Enunciado del ejercicio: Por favor, devuelve completa y sin ningún cambio la reseña sobre el libro del archivo de Hannah Arendt.

Texto seleccionado:
= = = = = = =
Reseña de La vida del archivo. Hannah Arendt: lecturas y reapropiaciones de Hunziker, P. y Smola, J. (editoras)
Buenos Aires, Editorial UNGS, 2023, 328 págs.
Silvio Mattoni
Universidad Nacional de Córdoba
Cómo citar este texto:
Mattoni, S. (2024). Reseña bibliográfica La vida del archivo. Hannah Arendt: lecturas y reapropiaciones de Hunziker, P. y Smola, J. (Eds.). Pescadora de Perlas. Revista de estudios arendtianos, vol. 3, nº 3, 165-170.
Disponible en: https://revistas.unc.edu.ar/index.php/pescadoradeperlas/index.
Este libro quizás no pueda presentarse de otro modo que por medio de indicios, señalando con los dedos extendidos precisamente a su índice donde leemos títulos de los doce ensayos que lo componen. Se trata en todos los casos de conversaciones entre los escritos de Arendt y otros autores, otros libros, a veces otros temas que no aparecen tan claramente en esos mismos escritos, sino que surgen como entre líneas. Pero sucede que antes de los ensayos mismos, como su condición, su espacio de aparición y su comienzo, estaría el archivo Arendt, su vitalidad, su proteica supervivencia, puesto que desde cursos, cartas, diarios, sin mencionar su gran libro inconcluso, la obra siguió creciendo y aún podrá seguirlo haciendo. Sin embargo, la vida de su pensamiento no residiría tanto en los papeles póstumos sino también y sobre todo en las lecturas que vuelven a la totalidad del recorrido trazado o esbozado, incluso sugerido a veces más que definido. Así, no dejan de reaparecer en estas discusiones los libros de la mitad del siglo XX, en cuyas posibilidades de describir la política destruida o las condiciones de una vida significativa se vuelven a encontrar indicaciones para el presente.
= = = = = = =
Entradas extraídas:
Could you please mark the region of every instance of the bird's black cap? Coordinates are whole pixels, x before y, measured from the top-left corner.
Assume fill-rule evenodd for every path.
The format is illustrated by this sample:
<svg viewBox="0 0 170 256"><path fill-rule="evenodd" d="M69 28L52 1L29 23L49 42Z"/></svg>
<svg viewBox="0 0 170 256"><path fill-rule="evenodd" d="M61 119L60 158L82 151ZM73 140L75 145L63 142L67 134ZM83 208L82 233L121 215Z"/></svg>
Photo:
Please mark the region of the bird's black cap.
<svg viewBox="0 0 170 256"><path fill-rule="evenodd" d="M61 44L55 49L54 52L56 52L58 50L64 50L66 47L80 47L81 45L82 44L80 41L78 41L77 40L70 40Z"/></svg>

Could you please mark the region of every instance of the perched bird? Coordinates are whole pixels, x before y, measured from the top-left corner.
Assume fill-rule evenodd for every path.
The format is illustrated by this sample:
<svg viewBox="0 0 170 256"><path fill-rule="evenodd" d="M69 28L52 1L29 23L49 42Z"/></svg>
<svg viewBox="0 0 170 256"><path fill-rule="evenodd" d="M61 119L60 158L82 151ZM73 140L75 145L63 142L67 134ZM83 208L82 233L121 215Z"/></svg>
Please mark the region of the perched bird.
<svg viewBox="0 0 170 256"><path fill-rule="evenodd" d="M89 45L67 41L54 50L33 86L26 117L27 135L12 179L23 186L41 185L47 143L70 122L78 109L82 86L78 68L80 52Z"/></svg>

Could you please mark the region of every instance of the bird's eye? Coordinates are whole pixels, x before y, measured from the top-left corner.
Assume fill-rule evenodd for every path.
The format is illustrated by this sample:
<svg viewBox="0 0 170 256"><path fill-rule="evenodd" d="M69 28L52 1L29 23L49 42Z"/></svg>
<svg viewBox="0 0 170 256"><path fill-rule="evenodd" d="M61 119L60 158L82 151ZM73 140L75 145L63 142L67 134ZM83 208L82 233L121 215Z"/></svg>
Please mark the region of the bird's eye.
= = = = = = =
Solución escrita:
Reseña de La vida del archivo. Hannah Arendt: lecturas y reapropiaciones de Hunziker, P. y Smola, J. (editoras)
Buenos Aires, Editorial UNGS, 2023, 328 págs.
Silvio Mattoni
Universidad Nacional de Córdoba
Cómo citar este texto:
Mattoni, S. (2024). Reseña bibliográfica La vida del archivo. Hannah Arendt: lecturas y reapropiaciones de Hunziker, P. y Smola, J. (Eds.). Pescadora de Perlas. Revista de estudios arendtianos, vol. 3, nº 3, 165-170.
Disponible en: https://revistas.unc.edu.ar/index.php/pescadoradeperlas/index.
Este libro quizás no pueda presentarse de otro modo que por medio de indicios, señalando con los dedos extendidos precisamente a su índice donde leemos títulos de los doce ensayos que lo componen. Se trata en todos los casos de conversaciones entre los escritos de Arendt y otros autores, otros libros, a veces otros temas que no aparecen tan claramente en esos mismos escritos, sino que surgen como entre líneas. Pero sucede que antes de los ensayos mismos, como su condición, su espacio de aparición y su comienzo, estaría el archivo Arendt, su vitalidad, su proteica supervivencia, puesto que desde cursos, cartas, diarios, sin mencionar su gran libro inconcluso, la obra siguió creciendo y aún podrá seguirlo haciendo. Sin embargo, la vida de su pensamiento no residiría tanto en los papeles póstumos sino también y sobre todo en las lecturas que vuelven a la totalidad del recorrido trazado o esbozado, incluso sugerido a veces más que definido. Así, no dejan de reaparecer en estas discusiones los libros de la mitad del siglo XX, en cuyas posibilidades de describir la política destruida o las condiciones de una vida significativa se vuelven a encontrar indicaciones para el presente.